### DOCUMENT PASSAGE
------------------------------------
On the Green

Agreements foster exchanges with China

Recent agreements between UD and two Chinese universities will promote teaching, research and faculty and student exchanges in the fields of fashion and apparel studies and marine science.
Building on relationships with faculty from its College of Marine and Earth Studies (CMES), UD in December signed a collaborative agreement with China’s Xiamen University (XMU) to support existing collaborations and open the door for new ones. In January, the Department of Fashion and Apparel Studies and Hong Kong Polytechnic University (PolyU) entered into an agreement to establish student and faculty exchanges and collaborate on research programs.

Through the agreement with PolyU, each institution will send two students to the other for up to one academic year, as well as exchange researchers, arrange short-term collaborative visits and jointly organize conferences and other research programs and agendas that they have in common.

Two students from Hong Kong are studying on UD’s Newark campus this spring, and Cody Higgins, a UD junior fashion merchandising major from Bayport, N.Y., has been taking classes at PolyU.
“Hong Kong and China are of critical importance to the apparel industry,” says Marsha Dickson, chairperson of fashion and apparel studies. “More than 25 percent of the clothing Americans buy is imported from China, often through intermediary agents and buying offices located in Hong Kong.

“Providing students with the opportunity to experience the culture and industry in advance of graduation provides them a distinctive credential that will benefit their future careers.”
------------------------------------
### WHAT TO DO
1. Translate into Spanish this sentence from the article on UD's agreements with Chinese universities: "Recent agreements between UD and two Chinese universities will promote teaching, research and faculty and student exchanges in the fields of fashion and apparel studies and marine science."
2. Resume the article on UD's exchange agreements with China after its final sentence, and write a continuation.
------------------------------------
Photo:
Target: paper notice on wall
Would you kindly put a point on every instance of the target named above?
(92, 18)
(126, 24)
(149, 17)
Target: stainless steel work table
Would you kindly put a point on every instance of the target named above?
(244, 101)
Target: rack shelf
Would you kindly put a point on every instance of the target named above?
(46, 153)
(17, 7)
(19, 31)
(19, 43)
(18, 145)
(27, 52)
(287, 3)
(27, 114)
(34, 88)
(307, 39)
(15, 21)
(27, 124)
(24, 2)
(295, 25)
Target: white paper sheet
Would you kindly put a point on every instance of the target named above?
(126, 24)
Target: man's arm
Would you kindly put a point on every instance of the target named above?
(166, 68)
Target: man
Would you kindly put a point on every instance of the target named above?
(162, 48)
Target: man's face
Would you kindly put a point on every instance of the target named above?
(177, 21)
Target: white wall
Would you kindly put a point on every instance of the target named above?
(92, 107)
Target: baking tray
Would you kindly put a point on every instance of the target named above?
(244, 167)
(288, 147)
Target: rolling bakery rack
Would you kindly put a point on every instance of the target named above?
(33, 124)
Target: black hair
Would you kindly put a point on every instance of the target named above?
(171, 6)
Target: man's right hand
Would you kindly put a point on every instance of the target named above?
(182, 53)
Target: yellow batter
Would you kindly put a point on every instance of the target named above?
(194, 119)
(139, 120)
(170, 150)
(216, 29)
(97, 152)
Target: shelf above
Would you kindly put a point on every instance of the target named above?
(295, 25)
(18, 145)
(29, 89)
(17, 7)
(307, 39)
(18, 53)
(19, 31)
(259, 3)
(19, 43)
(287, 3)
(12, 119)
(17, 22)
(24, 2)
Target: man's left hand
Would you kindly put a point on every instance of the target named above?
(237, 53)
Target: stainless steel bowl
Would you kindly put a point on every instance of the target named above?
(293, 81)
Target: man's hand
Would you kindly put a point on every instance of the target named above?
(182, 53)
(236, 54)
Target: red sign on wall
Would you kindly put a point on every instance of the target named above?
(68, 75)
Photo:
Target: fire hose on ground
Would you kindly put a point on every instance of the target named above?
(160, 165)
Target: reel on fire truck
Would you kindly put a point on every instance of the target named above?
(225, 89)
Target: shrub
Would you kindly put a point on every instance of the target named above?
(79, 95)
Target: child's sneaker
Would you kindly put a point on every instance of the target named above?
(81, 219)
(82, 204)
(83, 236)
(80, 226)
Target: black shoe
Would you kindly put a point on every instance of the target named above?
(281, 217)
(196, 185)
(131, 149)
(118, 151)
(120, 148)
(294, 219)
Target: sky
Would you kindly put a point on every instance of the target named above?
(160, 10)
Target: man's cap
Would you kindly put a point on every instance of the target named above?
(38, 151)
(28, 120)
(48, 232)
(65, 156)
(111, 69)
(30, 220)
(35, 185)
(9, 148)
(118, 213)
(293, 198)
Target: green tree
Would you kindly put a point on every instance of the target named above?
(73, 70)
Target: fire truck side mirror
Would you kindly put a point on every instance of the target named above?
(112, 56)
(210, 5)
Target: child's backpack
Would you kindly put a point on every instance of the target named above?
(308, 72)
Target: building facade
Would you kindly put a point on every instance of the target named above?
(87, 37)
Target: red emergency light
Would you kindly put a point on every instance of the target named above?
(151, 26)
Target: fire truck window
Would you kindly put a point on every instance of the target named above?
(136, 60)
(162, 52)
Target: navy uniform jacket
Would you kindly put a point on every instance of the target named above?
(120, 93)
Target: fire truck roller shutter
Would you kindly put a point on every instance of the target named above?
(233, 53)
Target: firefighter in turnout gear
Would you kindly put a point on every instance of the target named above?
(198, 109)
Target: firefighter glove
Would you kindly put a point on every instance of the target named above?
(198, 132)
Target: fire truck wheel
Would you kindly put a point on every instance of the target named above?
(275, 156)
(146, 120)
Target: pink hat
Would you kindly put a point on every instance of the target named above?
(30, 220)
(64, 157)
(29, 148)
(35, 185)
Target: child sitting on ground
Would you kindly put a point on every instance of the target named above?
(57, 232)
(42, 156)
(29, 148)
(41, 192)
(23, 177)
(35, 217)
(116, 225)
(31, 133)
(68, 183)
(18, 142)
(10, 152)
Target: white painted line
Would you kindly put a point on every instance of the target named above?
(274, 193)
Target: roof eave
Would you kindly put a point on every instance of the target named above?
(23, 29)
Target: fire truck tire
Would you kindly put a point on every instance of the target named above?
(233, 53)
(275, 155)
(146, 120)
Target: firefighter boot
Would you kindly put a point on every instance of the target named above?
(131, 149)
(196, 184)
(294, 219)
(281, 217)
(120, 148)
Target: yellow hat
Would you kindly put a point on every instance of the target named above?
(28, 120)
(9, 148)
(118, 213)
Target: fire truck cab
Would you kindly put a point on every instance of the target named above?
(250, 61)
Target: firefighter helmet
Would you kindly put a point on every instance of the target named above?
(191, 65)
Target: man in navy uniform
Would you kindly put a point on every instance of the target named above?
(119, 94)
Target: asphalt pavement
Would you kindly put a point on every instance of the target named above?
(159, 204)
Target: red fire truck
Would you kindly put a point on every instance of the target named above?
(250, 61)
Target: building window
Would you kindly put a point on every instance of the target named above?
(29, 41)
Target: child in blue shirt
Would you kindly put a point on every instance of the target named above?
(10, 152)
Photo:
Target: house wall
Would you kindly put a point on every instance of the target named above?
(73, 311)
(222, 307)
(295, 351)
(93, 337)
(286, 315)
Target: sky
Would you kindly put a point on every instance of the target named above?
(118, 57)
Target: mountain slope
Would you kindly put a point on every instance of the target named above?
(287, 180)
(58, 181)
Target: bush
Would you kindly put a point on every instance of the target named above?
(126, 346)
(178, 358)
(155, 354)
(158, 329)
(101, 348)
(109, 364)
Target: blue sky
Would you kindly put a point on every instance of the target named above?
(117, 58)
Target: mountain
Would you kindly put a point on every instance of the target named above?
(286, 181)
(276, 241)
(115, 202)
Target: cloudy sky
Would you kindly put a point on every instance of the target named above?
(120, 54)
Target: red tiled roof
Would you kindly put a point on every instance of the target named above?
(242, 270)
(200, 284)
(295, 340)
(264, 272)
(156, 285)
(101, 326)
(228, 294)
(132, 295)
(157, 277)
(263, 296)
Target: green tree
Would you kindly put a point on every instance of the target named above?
------------------------------------
### ANSWER LIST
1. Los recientes acuerdos entre UD y dos universidades chinas promoverán la docencia, la investigación y los intercambios de profesores y estudiantes en los campos de los estudios de moda y confección y de las ciencias marinas.

2.
Marine and Earth Studies Dean Nancy Targett says the college is “thrilled to formalize our partnership with Xiamen, a pre-eminent environmental and oceanographic institution.”

Student exchanges are expected to be a highlight of the agreement. CMES already is hosting XMU postdoctoral researchers, and there are plans to begin sending UD students to Xiamen to gather data and collaborate on research this year.

Several CMES faculty members have ties with XMU that helped jumpstart the universities’ formal relationship. Those include David Kirchman, professor of marine biosciences; Tom Church, E.I duPont Professor of Marine Studies; Biliana Cicin-Sain, director of UD’s Gerard J. Mangone Center for Marine Policy and Professor of Marine Policy; and Xiao-Hai Yan, Mary A.S. Lighthipe Professor of Oceanography, who has visited Xiamen several times. They point out that XMU’s College of Oceanography and Environmental Science has strengths in biogeochemistry, chemical oceanography, biological oceanography and coastal oceanography and developed China’s first doctoral program in oceanography.

“We’re both leaders in ocean science,” Yan says of the two colleges.